_WHAT THIS TASK INVOLVES_. Rewrite the stretch from the line containing "Definition of the keypoint: for every instance of the mud" through the end of the entries, keeping every line including the requests. Scale each coordinate in the answers by 1.8 and round to a whole number, with halves rounding up.

_DATA PROVIDED_.

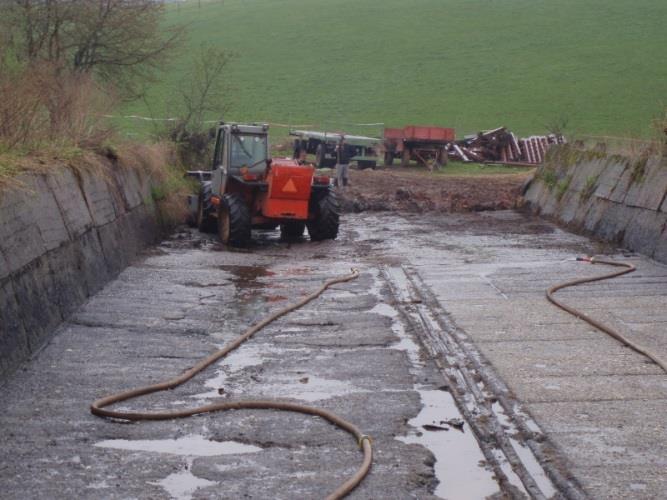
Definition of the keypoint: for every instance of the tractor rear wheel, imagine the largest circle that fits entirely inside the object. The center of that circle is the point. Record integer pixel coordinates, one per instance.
(326, 217)
(292, 230)
(234, 221)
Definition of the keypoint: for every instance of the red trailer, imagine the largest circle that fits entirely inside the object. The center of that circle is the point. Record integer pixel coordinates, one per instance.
(426, 145)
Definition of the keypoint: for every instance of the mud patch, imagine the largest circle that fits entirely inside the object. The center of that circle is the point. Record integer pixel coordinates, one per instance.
(408, 191)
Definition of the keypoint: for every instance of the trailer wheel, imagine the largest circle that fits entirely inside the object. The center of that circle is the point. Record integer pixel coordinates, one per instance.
(444, 157)
(405, 159)
(364, 164)
(292, 230)
(204, 221)
(326, 217)
(234, 221)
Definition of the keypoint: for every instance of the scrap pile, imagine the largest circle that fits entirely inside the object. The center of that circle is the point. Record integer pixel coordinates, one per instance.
(502, 146)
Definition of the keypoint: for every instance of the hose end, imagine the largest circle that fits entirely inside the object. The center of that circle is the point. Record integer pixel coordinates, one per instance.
(363, 438)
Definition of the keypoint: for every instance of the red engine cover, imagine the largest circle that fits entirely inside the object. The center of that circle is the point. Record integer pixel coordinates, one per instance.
(289, 190)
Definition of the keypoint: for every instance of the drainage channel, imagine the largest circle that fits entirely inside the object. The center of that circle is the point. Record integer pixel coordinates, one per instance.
(514, 464)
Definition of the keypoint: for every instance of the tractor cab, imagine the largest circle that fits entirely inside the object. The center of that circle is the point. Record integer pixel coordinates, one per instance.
(241, 149)
(246, 189)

_TASK SOLUTION_.
Definition of the keypoint: for every instance of the mud patch, imagine the largest circle that fits entirely inside the object. The center of that circle is the point. Record integer pixel coordinates, one per instance.
(734, 344)
Definition of the keypoint: for every instance of the trailer wheel, imagine the largest circle that fits entirely inside the object. The center of that circle is the point. Record integer pixel coordinates, one per instance.
(799, 283)
(729, 286)
(655, 295)
(526, 414)
(367, 398)
(587, 391)
(421, 398)
Definition of the keypoint: for every instance of the scrap pile, imagine the largest circle that fits entirely inside the object. The center of that circle is the point. Record integer pixel coordinates, one per instance.
(904, 263)
Definition of the keypoint: for every instance of the hose end, imagine the largest circle that fits entirely inside the object. The center of that circle is the point. Record integer pixel coordinates, one per instance.
(653, 788)
Definition of the keypoint: for every instance of the red engine cover, imagine the largest circle that fits entirely inside the object. The center of that circle is the point. Record integer pixel coordinates, one per instance.
(520, 342)
Definition of the keypoint: for every instance of the drainage channel, imagine the largest circle that fits entirely inside the object. The center of that circle is the point. Record integer pixel coordinates, one per instance.
(925, 835)
Definition of the keypoint: for every instance of the tractor cab, imagine the largest circle that fits entirely inside the object. The center of that circle is the point. Record integer pixel coordinates, one per instance.
(434, 268)
(443, 340)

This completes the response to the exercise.